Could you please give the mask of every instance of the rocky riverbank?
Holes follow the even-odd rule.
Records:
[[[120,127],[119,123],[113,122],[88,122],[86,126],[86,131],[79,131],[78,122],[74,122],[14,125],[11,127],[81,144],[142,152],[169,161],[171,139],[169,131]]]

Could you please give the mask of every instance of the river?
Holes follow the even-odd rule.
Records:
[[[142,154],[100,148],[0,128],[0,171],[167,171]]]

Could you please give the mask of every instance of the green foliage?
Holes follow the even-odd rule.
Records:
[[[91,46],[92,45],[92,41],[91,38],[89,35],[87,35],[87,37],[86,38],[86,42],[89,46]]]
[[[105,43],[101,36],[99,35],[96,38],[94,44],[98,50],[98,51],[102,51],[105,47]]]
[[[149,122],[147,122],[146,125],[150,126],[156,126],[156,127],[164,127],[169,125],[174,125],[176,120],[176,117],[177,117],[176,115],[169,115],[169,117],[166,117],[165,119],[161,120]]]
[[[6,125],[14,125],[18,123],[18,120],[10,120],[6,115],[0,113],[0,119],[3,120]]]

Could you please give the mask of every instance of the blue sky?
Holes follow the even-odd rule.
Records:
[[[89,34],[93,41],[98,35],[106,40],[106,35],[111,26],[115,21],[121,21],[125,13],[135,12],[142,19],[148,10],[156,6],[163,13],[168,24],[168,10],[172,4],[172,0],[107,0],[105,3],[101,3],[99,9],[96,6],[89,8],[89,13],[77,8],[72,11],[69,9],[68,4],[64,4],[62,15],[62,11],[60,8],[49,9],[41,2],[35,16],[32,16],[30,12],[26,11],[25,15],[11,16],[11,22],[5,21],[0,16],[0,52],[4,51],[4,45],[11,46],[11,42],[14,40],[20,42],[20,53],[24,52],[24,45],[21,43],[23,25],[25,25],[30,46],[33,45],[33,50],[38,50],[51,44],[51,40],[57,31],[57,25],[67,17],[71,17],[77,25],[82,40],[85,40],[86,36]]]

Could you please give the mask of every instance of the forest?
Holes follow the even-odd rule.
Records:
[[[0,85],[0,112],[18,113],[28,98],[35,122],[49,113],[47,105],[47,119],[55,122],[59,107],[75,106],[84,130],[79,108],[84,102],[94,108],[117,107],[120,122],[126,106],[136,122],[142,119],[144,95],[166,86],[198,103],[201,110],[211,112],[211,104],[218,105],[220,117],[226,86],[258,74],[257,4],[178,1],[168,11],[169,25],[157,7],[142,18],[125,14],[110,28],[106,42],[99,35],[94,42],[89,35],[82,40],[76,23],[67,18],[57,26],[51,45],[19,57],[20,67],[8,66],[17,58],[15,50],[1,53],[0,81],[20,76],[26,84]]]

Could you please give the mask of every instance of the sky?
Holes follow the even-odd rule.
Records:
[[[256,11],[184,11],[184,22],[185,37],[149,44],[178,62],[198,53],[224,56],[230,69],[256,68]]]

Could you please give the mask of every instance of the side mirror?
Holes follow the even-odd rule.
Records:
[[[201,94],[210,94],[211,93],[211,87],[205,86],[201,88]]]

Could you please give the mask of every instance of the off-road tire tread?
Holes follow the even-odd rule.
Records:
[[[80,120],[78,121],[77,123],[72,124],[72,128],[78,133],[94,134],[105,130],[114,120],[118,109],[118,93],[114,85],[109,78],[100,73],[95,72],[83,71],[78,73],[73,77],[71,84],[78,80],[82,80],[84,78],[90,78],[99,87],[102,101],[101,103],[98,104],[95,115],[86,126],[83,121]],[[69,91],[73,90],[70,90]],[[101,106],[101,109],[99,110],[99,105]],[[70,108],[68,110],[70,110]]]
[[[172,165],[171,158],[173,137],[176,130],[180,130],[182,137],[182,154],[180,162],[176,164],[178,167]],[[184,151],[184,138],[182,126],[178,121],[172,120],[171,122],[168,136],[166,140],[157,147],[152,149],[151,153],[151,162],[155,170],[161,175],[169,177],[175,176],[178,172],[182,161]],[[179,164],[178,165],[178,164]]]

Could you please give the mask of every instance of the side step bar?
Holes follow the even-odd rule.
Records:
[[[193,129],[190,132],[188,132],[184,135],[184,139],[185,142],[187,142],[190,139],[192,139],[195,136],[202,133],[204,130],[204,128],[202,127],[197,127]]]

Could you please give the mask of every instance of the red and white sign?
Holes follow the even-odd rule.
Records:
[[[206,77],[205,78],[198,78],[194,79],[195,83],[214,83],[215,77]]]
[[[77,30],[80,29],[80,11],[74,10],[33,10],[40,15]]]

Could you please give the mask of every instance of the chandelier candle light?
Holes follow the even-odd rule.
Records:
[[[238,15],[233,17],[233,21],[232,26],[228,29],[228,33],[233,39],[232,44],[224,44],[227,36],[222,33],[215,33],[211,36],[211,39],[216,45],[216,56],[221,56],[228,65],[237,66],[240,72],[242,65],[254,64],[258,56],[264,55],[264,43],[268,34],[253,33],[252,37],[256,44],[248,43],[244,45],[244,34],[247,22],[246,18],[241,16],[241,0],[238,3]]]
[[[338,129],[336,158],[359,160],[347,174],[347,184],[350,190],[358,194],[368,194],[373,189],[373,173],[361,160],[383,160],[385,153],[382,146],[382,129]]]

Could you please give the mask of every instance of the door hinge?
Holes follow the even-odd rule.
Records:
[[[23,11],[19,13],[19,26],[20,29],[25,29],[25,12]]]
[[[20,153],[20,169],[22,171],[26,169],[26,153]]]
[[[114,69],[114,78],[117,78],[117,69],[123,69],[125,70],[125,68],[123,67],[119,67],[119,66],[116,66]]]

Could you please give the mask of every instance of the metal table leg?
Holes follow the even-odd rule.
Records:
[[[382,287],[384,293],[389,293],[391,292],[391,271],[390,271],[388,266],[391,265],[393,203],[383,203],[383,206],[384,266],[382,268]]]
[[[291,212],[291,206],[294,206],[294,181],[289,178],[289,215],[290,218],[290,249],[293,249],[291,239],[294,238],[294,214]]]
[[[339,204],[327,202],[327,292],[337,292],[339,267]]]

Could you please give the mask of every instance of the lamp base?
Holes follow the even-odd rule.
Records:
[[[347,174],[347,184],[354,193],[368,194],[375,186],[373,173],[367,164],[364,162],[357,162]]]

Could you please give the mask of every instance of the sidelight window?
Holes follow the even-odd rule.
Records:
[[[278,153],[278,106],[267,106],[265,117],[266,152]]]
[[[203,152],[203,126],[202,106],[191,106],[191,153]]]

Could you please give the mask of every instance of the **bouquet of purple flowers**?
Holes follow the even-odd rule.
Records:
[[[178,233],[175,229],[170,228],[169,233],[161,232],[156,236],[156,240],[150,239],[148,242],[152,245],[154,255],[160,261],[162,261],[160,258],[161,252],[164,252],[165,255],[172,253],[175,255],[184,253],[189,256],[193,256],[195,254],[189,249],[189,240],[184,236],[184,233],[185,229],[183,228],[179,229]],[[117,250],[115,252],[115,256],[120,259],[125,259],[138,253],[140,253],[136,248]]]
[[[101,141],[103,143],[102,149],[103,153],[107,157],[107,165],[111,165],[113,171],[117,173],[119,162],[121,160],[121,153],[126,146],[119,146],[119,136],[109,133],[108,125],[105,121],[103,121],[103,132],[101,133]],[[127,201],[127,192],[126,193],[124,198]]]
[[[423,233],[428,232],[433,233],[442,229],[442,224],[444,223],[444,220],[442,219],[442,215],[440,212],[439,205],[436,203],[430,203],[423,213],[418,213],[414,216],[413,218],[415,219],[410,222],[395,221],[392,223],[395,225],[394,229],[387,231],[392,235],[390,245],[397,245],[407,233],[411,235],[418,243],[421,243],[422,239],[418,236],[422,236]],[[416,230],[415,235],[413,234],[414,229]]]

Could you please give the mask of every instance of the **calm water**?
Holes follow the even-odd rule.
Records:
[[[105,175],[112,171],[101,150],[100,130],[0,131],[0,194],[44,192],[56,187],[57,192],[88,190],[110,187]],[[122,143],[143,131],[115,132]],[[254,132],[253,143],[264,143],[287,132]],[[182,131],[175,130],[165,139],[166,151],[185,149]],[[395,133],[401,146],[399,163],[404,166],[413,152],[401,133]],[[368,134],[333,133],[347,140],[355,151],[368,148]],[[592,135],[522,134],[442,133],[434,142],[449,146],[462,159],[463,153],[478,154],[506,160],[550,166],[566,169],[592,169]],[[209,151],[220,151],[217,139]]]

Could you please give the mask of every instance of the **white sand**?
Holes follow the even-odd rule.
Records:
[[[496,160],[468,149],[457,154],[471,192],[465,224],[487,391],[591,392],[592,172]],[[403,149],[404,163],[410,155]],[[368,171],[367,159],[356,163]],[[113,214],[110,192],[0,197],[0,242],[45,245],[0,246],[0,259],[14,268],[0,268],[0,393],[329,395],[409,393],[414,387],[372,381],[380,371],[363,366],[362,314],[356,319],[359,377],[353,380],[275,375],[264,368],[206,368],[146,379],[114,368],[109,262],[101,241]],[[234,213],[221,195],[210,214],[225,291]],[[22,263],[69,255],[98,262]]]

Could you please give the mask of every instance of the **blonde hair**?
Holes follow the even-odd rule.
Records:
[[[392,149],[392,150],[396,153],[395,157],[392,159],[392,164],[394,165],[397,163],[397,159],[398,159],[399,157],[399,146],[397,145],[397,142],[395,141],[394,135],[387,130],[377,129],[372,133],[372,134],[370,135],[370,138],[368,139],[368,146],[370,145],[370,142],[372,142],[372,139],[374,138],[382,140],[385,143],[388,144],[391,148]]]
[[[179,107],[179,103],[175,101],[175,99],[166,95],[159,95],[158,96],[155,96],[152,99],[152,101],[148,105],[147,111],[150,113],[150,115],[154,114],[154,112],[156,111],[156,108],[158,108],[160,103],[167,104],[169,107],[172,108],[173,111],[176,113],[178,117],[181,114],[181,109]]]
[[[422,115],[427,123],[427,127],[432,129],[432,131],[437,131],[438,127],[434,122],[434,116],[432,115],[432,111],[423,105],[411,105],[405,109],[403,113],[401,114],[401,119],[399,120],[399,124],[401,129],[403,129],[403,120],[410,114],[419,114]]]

☆ ☆ ☆

Take the line in which "the **calm water**?" occurs and each subsequent line through the end; give these lines again without alteration.

Output below —
Could you please give the mask of every instance of the **calm water**?
Holes follow the even-odd rule.
Records:
[[[105,175],[112,171],[101,150],[100,130],[0,131],[0,194],[44,192],[56,187],[57,192],[88,190],[110,187]],[[122,143],[143,131],[115,132]],[[254,132],[253,143],[264,143],[287,132]],[[182,131],[175,130],[165,139],[166,151],[185,149]],[[395,133],[401,146],[399,163],[404,166],[413,152],[401,133]],[[368,134],[333,133],[347,140],[355,151],[368,148]],[[592,135],[522,134],[442,133],[434,142],[449,146],[462,159],[463,153],[478,154],[506,160],[550,166],[566,169],[592,169]],[[209,151],[220,151],[217,139]]]

Could you please give the mask of every instance of the **white sand**?
Holes follow the even-odd rule.
Records:
[[[496,160],[468,149],[457,154],[471,192],[465,224],[487,391],[591,392],[592,172]],[[403,149],[404,163],[410,155]],[[368,171],[367,159],[356,163]],[[113,214],[110,192],[0,197],[0,242],[45,245],[0,246],[0,259],[14,268],[0,268],[0,393],[329,395],[409,393],[414,387],[372,381],[380,371],[363,366],[362,314],[356,319],[359,377],[353,380],[275,375],[264,368],[206,368],[146,379],[114,368],[109,262],[101,241]],[[234,213],[221,195],[210,214],[225,291]],[[22,263],[69,255],[98,262]]]

Could you please give the mask of every instance of the **blonde hair**?
Holes follow the even-odd rule.
Records:
[[[392,149],[392,150],[396,153],[395,157],[392,159],[392,164],[394,165],[397,163],[397,159],[398,159],[399,157],[399,146],[397,145],[397,142],[395,141],[394,135],[387,130],[377,129],[372,133],[372,134],[370,135],[370,138],[368,139],[368,146],[370,145],[370,142],[372,142],[372,139],[374,138],[382,140],[385,143],[388,144],[391,148]]]
[[[179,107],[179,103],[175,101],[175,99],[166,95],[159,95],[158,96],[155,96],[152,99],[152,101],[148,105],[147,111],[150,113],[150,115],[154,114],[154,112],[156,111],[156,108],[158,108],[160,103],[167,104],[169,107],[172,108],[173,111],[176,113],[178,117],[181,114],[181,109]]]
[[[422,115],[427,123],[427,127],[432,129],[432,131],[437,131],[438,127],[434,122],[434,116],[432,115],[432,111],[423,105],[411,105],[405,109],[403,113],[401,114],[401,119],[399,120],[399,124],[401,129],[403,129],[403,120],[410,114],[419,114]]]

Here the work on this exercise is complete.